Exercise brief: Pick out each line in the rows below that contains the word "facade" and copy those lines.

Provided material:
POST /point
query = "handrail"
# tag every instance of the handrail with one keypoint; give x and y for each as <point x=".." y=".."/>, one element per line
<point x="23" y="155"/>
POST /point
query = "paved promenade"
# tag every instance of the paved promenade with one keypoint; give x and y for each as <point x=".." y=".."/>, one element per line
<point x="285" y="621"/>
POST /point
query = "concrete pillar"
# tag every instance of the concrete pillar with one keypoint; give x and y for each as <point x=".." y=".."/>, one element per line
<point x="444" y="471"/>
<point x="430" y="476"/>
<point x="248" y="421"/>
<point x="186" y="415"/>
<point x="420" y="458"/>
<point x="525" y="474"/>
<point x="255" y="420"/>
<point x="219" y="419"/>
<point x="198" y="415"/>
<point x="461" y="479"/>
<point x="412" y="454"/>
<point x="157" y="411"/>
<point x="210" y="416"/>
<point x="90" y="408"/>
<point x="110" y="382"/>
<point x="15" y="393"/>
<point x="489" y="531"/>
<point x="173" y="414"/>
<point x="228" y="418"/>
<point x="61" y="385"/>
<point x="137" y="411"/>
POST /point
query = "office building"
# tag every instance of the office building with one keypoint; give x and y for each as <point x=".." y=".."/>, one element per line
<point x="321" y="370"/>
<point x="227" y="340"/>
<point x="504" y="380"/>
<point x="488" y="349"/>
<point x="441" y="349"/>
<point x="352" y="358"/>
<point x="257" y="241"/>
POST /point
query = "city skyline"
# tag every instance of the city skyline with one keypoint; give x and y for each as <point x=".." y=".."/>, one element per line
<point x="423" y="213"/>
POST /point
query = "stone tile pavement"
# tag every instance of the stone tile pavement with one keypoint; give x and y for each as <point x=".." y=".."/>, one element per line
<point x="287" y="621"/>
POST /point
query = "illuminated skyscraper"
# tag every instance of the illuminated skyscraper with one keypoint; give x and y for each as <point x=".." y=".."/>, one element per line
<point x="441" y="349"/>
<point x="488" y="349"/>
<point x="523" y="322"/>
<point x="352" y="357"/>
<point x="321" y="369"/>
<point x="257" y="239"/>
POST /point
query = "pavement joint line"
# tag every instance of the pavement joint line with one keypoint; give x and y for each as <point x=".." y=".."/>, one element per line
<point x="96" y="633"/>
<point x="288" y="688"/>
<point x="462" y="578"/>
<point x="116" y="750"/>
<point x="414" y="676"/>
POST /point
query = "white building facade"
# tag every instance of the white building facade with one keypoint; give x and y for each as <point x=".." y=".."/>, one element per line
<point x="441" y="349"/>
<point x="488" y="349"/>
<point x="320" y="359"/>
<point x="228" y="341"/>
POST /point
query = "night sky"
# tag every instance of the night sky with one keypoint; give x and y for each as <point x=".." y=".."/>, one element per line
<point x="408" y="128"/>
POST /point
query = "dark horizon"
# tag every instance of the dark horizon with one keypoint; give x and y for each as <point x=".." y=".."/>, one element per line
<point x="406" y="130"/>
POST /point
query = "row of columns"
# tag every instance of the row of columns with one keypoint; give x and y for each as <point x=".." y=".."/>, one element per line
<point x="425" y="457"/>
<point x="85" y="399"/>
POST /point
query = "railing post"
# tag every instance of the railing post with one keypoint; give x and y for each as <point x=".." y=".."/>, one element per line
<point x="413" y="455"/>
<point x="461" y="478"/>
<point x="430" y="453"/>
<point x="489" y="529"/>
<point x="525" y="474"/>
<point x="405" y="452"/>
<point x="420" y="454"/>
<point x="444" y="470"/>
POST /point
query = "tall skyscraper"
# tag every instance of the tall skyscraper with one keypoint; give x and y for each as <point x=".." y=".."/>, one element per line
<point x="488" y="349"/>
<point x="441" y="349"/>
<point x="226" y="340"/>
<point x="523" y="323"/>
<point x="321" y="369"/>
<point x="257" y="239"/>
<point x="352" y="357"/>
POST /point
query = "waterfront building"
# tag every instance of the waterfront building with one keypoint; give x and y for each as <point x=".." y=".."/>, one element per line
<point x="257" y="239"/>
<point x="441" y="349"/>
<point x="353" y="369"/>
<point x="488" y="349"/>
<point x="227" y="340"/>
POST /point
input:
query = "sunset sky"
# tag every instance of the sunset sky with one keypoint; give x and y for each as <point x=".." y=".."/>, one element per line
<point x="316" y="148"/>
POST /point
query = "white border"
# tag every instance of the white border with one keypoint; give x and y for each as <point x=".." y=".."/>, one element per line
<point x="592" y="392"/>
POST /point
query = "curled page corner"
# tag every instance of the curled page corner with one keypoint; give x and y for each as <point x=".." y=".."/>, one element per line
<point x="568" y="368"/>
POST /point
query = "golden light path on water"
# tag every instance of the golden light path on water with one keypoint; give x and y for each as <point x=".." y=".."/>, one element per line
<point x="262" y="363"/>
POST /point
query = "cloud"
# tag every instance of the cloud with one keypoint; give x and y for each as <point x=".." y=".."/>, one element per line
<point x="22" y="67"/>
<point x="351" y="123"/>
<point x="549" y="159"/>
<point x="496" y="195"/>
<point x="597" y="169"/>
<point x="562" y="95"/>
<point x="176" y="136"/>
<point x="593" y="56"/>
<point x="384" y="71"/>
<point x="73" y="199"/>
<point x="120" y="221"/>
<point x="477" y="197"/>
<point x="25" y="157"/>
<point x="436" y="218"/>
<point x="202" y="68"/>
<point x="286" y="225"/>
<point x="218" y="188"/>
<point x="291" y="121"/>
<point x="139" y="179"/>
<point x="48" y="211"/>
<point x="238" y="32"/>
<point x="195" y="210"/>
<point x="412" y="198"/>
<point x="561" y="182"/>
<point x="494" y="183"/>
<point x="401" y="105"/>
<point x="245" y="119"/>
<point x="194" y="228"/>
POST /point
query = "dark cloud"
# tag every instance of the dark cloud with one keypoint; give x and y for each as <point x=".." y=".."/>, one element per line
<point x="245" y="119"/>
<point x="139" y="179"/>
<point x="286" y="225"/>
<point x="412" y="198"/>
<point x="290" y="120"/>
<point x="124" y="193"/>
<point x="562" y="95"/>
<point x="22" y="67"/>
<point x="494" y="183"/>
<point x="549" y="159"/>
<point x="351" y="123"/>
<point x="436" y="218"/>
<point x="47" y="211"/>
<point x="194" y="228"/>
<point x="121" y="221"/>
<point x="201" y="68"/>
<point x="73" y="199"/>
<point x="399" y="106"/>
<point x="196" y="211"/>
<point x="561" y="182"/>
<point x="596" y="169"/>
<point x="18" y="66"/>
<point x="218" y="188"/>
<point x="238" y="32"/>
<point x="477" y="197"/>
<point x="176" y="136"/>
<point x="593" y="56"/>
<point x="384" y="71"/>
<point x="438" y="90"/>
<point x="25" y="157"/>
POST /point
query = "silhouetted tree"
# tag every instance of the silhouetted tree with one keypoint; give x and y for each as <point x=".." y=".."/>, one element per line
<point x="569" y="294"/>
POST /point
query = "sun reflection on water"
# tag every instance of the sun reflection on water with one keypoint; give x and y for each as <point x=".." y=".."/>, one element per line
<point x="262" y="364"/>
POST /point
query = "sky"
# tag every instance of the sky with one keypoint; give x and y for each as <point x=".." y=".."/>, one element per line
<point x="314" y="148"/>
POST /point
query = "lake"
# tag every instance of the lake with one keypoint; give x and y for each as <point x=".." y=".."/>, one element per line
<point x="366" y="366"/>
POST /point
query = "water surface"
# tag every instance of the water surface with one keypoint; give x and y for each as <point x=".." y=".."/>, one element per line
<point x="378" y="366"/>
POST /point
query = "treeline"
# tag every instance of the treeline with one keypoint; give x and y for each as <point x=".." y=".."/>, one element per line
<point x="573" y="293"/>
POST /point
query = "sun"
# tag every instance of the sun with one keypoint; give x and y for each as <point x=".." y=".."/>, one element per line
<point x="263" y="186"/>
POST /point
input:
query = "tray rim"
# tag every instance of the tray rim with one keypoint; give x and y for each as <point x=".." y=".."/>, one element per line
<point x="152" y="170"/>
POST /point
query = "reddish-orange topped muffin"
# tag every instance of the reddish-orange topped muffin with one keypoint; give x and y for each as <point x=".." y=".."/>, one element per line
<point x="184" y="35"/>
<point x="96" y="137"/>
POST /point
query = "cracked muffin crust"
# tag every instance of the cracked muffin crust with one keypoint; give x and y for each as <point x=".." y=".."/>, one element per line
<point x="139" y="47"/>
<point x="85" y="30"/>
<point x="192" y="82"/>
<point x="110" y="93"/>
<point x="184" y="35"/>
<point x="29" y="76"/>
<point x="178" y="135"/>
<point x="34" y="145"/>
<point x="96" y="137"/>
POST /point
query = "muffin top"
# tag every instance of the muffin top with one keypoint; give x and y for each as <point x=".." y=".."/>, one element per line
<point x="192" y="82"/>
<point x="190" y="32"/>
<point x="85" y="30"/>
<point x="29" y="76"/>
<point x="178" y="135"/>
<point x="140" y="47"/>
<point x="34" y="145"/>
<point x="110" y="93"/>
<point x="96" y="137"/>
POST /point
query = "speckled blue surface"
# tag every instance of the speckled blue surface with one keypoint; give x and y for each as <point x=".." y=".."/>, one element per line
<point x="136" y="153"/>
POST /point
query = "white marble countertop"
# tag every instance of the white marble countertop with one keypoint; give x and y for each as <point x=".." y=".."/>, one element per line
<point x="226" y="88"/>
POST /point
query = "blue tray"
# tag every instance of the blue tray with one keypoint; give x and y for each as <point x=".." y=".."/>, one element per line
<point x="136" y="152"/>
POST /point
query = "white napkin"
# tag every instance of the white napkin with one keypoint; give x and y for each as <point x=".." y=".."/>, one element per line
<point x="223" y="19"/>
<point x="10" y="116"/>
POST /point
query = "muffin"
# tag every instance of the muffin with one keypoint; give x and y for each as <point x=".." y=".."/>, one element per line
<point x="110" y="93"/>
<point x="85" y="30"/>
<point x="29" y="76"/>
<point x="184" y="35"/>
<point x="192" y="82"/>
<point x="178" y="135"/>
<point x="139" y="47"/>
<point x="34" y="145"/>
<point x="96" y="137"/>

Exercise output:
query = "white building facade"
# tag every instance of the white building facade with one keypoint; give x and y for each as <point x=".." y=".."/>, one element per line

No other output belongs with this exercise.